• _WRITTEN PROBLEM A_
In the records, change "snow mound" to "snowbank" everywhere from the start of the records down to the line containing "141L24 142L235 141L235", and return only those lines, otherwise unchanged.

This procedure covers conducting an assessment at court for youth justice group conferencing.

 

When to use this procedure

When the court has requested an assessment of the young person’s suitability to participate in a group conference.

 

Practice context and legislation

  • Youth justice seeks to divert young people from more intensive supervisory orders where this is appropriate. The group conferencing program provides a legislated rehabilitation intervention to the children’s court at the pre-sentence stage.
  • Group conferencing deals with conflict affecting a small group of people. The conference is managed by a convenor who provides a structure for conversation between conference participants. It progresses through a series of stages from conflict or disagreement to cooperation and collective decision making.
  • The group conferencing program facilitates dialogue between a young person who has offended, their victim/s and others affected by the offence. The aim is to improve the young person’s understanding of the consequences of their actions, provide an opportunity for them to take responsibility for their offending and encourage reparation to the victim and/or community. The outcome plan developed by group conference participants sets out what will happen in the future.

• _DATASET EXCERPTS_
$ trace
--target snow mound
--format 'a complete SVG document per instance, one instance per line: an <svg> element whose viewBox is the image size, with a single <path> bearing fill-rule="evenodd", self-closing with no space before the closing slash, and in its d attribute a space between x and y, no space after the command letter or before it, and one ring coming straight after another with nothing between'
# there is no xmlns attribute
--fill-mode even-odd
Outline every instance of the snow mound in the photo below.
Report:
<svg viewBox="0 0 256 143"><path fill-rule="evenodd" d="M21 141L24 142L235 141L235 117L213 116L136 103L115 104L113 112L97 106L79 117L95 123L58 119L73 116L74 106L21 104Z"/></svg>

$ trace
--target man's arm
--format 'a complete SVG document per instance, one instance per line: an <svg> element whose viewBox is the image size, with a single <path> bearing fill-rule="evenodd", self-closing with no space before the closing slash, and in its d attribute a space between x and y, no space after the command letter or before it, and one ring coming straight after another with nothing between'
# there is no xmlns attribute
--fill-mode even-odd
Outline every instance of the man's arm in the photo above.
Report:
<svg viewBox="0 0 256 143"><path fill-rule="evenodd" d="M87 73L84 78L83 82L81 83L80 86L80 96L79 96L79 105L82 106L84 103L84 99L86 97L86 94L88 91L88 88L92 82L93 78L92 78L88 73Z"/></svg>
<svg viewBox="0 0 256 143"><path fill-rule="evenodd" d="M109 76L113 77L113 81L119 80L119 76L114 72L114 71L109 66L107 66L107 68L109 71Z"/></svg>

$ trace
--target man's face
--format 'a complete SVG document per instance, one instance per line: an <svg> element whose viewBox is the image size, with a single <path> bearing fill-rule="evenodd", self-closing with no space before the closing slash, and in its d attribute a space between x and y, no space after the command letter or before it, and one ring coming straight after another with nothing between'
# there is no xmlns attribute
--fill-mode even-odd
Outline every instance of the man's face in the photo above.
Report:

• _WRITTEN PROBLEM B_
Quote the whole court assessment procedure for group conferencing word for word.

• _TASK RESPONSE A_
$ trace
--target snowbank
--format 'a complete SVG document per instance, one instance per line: an <svg> element whose viewBox is the image size, with a single <path> bearing fill-rule="evenodd", self-closing with no space before the closing slash, and in its d attribute a space between x and y, no space after the command letter or before it, and one ring coming straight after another with nothing between'
# there is no xmlns attribute
--fill-mode even-odd
Outline every instance of the snowbank in the photo below.
Report:
<svg viewBox="0 0 256 143"><path fill-rule="evenodd" d="M21 141L24 142L235 141L235 117L213 116L136 103L115 104L113 112L97 106L79 117L95 123L58 119L73 116L74 106L21 104Z"/></svg>

• _TASK RESPONSE B_
This procedure covers conducting an assessment at court for youth justice group conferencing.

 

When to use this procedure

When the court has requested an assessment of the young person’s suitability to participate in a group conference.

 

Practice context and legislation

  • Youth justice seeks to divert young people from more intensive supervisory orders where this is appropriate. The group conferencing program provides a legislated rehabilitation intervention to the children’s court at the pre-sentence stage.
  • Group conferencing deals with conflict affecting a small group of people. The conference is managed by a convenor who provides a structure for conversation between conference participants. It progresses through a series of stages from conflict or disagreement to cooperation and collective decision making.
  • The group conferencing program facilitates dialogue between a young person who has offended, their victim/s and others affected by the offence. The aim is to improve the young person’s understanding of the consequences of their actions, provide an opportunity for them to take responsibility for their offending and encourage reparation to the victim and/or community. The outcome plan developed by group conference participants sets out what will happen in the future.